[Stored records]
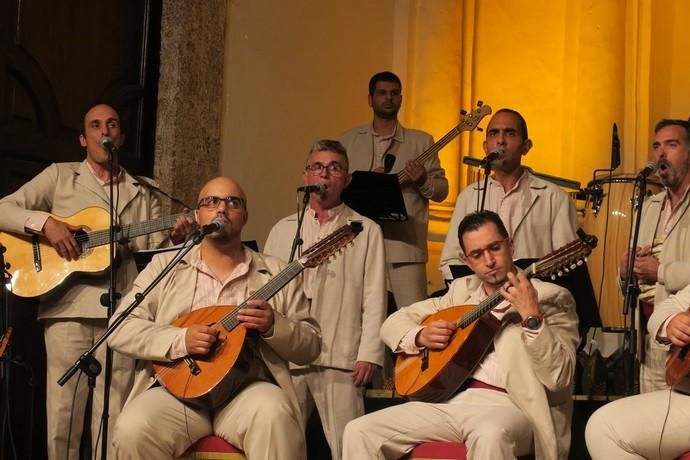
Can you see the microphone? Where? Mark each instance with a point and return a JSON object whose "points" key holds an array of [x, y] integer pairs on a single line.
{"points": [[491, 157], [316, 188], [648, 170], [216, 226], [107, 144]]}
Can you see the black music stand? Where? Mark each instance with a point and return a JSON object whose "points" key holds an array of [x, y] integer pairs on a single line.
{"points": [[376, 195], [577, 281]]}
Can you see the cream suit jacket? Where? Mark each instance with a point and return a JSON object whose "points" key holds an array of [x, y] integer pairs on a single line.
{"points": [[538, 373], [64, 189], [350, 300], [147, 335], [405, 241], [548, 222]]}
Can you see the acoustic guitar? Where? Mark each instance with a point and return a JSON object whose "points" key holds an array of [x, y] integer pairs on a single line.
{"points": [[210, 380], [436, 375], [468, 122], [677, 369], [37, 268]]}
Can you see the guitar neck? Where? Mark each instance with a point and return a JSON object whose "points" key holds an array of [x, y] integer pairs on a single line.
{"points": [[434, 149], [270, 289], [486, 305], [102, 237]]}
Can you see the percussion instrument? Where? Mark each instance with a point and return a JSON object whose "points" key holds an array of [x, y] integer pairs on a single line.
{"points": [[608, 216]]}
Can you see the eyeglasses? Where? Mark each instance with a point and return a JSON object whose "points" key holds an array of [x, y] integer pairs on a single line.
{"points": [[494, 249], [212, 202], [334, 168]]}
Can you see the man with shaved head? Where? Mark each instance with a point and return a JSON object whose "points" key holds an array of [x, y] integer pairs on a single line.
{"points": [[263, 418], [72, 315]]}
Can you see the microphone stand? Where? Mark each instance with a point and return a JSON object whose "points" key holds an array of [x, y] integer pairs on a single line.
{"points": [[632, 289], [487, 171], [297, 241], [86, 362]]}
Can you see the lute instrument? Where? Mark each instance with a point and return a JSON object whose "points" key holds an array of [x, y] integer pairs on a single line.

--

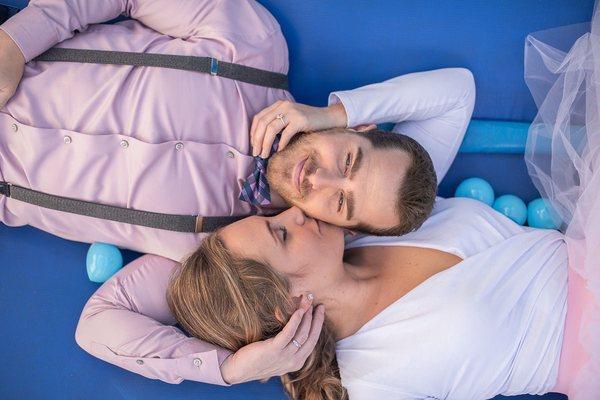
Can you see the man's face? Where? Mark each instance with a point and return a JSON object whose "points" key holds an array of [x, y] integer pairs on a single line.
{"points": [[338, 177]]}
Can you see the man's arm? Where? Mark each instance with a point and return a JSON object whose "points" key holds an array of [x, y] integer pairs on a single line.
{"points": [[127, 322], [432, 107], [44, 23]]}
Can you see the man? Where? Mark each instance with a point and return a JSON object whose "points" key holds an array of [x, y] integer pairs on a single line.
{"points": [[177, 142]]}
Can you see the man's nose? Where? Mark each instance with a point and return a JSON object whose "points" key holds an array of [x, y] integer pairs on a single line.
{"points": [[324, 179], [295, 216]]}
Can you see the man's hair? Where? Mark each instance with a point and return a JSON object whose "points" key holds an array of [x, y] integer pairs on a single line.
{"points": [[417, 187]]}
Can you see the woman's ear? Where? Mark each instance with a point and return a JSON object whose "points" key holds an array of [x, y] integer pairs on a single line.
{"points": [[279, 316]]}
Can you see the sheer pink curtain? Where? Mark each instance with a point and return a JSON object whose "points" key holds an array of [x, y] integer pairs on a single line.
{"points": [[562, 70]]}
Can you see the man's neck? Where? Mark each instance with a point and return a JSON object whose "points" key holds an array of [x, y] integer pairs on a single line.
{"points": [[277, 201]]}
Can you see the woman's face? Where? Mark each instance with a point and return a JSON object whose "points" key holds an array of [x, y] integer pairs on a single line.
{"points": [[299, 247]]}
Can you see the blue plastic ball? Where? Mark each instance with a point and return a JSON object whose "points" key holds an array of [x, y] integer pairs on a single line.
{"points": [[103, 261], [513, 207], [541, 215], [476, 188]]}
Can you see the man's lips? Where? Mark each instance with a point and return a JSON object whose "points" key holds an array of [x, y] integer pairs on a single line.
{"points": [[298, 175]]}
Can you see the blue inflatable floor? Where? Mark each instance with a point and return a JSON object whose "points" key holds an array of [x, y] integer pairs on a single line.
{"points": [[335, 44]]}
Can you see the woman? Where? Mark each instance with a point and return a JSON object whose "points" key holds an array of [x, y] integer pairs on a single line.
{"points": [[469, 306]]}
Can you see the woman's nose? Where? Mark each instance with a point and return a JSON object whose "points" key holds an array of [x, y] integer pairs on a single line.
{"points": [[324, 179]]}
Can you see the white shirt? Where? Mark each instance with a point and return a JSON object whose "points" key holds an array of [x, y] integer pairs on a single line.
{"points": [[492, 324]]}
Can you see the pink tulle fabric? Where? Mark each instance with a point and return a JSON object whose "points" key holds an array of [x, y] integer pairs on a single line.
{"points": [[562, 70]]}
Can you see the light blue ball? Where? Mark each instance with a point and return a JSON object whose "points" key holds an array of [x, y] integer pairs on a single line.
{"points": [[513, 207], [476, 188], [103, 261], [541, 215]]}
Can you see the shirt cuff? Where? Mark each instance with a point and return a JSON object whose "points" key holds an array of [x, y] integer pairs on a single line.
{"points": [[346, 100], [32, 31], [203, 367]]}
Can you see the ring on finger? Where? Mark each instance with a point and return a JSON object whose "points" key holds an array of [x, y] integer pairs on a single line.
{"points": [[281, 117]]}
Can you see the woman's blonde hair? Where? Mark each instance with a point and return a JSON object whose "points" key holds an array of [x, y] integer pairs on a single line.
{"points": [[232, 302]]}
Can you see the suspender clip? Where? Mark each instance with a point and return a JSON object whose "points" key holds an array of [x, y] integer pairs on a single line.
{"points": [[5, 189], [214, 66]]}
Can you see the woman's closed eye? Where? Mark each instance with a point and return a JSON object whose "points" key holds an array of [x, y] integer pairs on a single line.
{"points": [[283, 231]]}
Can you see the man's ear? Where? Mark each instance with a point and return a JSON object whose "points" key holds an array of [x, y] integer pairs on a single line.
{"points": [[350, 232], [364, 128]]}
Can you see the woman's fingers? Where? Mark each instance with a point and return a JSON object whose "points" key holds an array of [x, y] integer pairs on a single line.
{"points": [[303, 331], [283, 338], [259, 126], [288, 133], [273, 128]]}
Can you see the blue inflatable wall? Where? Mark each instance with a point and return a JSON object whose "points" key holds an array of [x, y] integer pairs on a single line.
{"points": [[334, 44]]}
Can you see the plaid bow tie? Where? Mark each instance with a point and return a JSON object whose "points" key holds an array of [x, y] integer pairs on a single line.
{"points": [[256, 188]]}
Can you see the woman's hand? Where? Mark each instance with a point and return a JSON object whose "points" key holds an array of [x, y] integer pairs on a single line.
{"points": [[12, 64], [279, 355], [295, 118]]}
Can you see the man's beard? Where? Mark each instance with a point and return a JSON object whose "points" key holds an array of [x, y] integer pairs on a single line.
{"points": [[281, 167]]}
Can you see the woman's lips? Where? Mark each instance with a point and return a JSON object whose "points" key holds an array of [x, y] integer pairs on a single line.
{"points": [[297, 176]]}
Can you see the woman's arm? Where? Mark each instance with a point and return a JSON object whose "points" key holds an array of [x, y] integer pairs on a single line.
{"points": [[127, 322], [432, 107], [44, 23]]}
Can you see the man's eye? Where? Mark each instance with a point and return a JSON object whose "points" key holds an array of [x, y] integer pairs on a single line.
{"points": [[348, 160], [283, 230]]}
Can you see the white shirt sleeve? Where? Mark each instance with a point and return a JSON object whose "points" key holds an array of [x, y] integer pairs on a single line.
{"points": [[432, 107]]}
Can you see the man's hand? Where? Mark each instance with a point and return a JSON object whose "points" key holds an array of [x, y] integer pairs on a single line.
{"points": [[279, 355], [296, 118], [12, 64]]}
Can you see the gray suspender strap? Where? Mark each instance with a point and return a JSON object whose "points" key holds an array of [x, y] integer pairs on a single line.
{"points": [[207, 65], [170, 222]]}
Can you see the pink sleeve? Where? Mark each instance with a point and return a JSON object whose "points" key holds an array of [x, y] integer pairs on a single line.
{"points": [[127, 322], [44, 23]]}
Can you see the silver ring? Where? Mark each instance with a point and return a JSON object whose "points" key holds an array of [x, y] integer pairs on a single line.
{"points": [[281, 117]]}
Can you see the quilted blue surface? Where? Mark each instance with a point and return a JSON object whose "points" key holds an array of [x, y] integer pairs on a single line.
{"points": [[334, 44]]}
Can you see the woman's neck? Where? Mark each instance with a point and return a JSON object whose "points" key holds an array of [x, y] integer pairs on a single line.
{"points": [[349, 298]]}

[Request]
Find every line in the items above that contains the word "ball", and copy each of those lines in full.

[Reply to the exercise]
Can you see the blue plastic ball? Where? Mark each instance with a point and return a JSON object whose "points" key holds an array of [x, y] integer pairs on a single line.
Can you see the light blue ball? Where? Mark each instance with a point and return a JSON object whose "points" key holds an array of [x, y] integer pairs on a single line.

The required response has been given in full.